=== Source text ===
Best known for its crime procedurals like NCIS and event reality shows like Survivor, CBS doubled-down on its cash cow shows years ago, as unabashed king of back-door pilots spinning off into series. While comedies and non-crime dramas exist and are even popular on the network, the majority of CBS shows are similar in their lean toward the episodic end of the cumulative TV spectrum. A few shows break this mold, one of them being terminal drama, The Good Wife. An example of cumulative television, the show has survived seven seasons of repetition with a more episodic court procedural A storyline and a more serial reluctant romance B storyline. However, toward the middle of its seven-season lifespan, the show began to break from the CBS mold, pivoting more pointedly toward the serial, a choice that carried the huge payoff of prestige and a bite out of cable’s monopoly on sleek and dynamic television storytelling. Complex friendship dynamics, shifting loyalties, mergers, and backroom deals orbited an increasingly complex reluctant romance that climaxed with the death of the main character’s lover/former boss, Will Gardner. The show, not content with predictability, followed a more female story structure: there were more climaxes ahead, most recently one built over several years to explode in its final season.
While political arcs have always existed, the sixth season found viewers deep in a political bid by “the good wife” herself. No longer a dalliance with heavier seriality, Season 6, almost completely eschewed episodic procedural repetition to focus on two season long arcs: a named partner’s arrest, and a potentially multi-season political future for our heroine, Alicia Florrick. The writers played with the possibility of a Hillary Clinton-esque future for Mrs. Florrick. It would have been an excellent way to get around the trap of the show’s name, and multicast to a election-year America. After being pushed to accept as inevitable and righteous Alicia’s cuckolding of her husband with lover after lover, the audience, now hopefully in love with the concept of Alicia’s once hopeless love life having real legs, wouldn’t just accept further repetition of her “good wife” persona. If she was the next Hillary Clinton, however, the audience might accept the abandonment of Alicia’s “ex parte” love life for a daring political future. In a twist, the storyline came to a screaming halt at the end of the season with a voting fraud scandal. Perhaps focus groups didn’t like the idea, or perhaps it was too expensive.
===
■ Exercise instructions ■
In the essay about The Good Wife, what brought Alicia Florrick's political storyline to a halt at the end of the sixth season?
=== Data ===
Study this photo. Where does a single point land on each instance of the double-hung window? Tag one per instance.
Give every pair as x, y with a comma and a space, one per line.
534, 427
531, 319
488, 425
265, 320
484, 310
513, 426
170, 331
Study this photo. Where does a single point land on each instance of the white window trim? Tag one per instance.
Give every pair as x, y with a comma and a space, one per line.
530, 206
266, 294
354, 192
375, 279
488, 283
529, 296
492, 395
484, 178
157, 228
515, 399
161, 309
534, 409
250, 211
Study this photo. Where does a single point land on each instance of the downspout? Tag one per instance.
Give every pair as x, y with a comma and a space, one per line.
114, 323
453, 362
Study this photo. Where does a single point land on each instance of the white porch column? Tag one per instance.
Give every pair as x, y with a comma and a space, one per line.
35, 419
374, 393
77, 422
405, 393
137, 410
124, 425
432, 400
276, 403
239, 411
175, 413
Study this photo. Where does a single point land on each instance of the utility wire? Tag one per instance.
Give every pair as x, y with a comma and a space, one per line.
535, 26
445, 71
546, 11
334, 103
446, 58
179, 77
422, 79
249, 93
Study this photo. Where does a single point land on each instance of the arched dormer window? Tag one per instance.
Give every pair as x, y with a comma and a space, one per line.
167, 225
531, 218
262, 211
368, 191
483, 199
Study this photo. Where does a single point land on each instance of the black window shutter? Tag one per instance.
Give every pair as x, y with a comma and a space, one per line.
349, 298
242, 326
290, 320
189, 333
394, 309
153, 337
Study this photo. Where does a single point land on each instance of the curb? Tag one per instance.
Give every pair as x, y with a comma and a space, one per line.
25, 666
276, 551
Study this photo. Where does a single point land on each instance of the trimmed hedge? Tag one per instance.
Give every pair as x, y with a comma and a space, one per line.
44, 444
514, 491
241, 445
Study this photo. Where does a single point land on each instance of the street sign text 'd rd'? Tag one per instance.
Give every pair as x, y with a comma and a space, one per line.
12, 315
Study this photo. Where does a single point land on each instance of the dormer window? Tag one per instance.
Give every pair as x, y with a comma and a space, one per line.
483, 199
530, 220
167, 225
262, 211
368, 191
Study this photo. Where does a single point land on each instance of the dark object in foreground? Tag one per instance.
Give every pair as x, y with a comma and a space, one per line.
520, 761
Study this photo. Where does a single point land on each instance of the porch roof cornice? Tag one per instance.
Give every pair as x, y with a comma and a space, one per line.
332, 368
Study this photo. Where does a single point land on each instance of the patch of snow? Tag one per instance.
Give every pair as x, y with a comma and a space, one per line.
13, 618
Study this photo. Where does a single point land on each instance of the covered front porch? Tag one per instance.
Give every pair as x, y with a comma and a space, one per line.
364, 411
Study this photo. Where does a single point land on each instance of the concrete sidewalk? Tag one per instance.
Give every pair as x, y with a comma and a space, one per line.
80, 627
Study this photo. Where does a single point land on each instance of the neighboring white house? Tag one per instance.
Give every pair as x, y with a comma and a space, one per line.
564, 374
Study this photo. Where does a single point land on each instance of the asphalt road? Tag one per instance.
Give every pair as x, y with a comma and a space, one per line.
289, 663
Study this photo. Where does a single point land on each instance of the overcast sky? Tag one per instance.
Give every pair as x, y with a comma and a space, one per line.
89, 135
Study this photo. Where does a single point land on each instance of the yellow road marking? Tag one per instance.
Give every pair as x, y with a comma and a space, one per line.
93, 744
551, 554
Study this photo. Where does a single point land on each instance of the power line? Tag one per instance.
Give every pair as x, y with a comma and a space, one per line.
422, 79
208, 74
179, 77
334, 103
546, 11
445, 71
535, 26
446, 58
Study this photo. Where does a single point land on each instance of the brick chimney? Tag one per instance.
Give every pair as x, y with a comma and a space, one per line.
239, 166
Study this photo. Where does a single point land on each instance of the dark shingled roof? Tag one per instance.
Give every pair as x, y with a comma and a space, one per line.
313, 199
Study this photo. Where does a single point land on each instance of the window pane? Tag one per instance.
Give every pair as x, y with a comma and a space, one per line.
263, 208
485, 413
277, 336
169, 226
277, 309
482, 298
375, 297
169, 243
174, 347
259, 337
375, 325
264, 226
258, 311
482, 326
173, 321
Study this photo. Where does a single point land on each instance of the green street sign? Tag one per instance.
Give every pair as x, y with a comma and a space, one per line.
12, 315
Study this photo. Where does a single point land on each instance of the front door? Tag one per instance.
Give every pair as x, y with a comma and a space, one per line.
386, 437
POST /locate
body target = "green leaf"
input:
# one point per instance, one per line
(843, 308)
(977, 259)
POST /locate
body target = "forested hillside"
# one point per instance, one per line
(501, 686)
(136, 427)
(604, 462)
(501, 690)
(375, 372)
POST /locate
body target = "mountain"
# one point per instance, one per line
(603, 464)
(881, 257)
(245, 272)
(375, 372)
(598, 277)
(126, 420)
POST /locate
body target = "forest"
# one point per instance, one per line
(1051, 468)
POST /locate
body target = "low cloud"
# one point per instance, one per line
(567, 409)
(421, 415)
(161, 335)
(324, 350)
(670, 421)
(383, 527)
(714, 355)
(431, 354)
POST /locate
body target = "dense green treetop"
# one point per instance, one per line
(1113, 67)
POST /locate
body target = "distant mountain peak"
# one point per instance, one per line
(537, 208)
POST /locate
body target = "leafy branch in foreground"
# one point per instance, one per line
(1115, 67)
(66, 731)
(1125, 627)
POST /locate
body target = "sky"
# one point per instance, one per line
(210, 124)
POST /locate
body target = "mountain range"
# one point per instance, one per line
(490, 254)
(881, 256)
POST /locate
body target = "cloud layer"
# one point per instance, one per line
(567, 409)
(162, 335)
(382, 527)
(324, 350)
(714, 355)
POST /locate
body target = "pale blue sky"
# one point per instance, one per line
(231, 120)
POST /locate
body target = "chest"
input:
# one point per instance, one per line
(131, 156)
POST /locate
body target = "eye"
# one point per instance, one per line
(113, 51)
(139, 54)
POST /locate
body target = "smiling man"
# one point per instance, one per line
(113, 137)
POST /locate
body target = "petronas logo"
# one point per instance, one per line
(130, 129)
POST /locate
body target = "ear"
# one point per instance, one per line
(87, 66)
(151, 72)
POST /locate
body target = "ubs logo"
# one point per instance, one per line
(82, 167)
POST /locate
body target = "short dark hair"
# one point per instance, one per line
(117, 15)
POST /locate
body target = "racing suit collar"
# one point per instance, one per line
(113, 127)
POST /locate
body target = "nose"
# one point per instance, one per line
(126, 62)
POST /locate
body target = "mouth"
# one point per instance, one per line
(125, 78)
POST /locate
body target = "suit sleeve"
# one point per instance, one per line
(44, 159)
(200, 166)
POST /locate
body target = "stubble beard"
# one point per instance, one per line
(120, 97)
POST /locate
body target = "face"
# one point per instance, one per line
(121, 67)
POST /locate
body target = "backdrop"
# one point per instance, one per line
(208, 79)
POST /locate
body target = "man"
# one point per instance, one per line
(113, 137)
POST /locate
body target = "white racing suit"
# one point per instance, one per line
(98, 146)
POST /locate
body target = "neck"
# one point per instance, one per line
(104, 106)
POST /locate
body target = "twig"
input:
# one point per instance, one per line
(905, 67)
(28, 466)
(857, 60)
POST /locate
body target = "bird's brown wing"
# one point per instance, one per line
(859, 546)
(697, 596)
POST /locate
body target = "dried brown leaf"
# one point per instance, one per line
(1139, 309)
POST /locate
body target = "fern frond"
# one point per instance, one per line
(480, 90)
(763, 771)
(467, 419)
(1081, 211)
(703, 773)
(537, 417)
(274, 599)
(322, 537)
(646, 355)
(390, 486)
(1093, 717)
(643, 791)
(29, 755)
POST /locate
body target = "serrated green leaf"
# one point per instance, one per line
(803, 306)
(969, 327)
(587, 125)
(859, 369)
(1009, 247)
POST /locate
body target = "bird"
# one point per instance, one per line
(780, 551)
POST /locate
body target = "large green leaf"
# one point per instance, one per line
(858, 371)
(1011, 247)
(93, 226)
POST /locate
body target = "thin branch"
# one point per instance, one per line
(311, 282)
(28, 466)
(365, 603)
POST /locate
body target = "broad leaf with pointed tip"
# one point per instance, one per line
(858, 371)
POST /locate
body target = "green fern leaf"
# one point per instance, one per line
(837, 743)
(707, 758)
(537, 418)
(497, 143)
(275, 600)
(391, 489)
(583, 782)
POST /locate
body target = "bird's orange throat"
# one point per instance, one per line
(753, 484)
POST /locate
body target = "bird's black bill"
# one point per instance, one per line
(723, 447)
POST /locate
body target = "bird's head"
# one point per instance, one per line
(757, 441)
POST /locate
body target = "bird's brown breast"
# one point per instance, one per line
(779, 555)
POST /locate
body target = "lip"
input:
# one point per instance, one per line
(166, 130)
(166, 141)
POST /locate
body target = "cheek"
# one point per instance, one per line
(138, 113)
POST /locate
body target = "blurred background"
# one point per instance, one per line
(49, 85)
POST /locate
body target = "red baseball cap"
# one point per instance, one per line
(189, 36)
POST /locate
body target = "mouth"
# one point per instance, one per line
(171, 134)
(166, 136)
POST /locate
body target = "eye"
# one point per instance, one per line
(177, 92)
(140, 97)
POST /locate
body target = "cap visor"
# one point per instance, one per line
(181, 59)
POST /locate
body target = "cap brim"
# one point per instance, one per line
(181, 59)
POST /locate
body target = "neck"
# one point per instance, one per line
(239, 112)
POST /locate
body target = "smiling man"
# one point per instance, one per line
===
■ Output ■
A voting fraud scandal.